> TASK GOAL
Set out the rows below as a numbered list, from the first row through the line containing "point(18, 14)", with both ends included. Skip any blank lines and leave out the pictures.

> LISTED ENTRIES
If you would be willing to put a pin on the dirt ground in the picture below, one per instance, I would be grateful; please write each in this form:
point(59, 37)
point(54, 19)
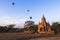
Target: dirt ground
point(27, 36)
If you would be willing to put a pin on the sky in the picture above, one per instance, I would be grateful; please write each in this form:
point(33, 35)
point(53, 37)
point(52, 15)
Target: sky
point(17, 14)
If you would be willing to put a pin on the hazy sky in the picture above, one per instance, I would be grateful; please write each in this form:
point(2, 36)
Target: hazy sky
point(18, 14)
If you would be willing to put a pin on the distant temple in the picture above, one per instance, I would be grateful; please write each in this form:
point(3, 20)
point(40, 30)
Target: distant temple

> COMPLETED EXERCISE
1. If you would be willing to put a pin on the dirt ground in the picture below, one per instance, I would be grateful; please write each in this form:
2. point(59, 37)
3. point(54, 19)
4. Target: dirt ground
5. point(27, 36)
6. If you would be willing to put a pin on the sky in the picture above, one per instance, I would be grateful; please write each in this form:
7. point(33, 35)
8. point(53, 37)
9. point(52, 15)
10. Target: sky
11. point(17, 14)
12. If you would be willing to put a pin on the hazy sky in the picture above, one per instance, I would be grateful; please write each in this form:
13. point(2, 36)
14. Target: hazy sky
15. point(18, 14)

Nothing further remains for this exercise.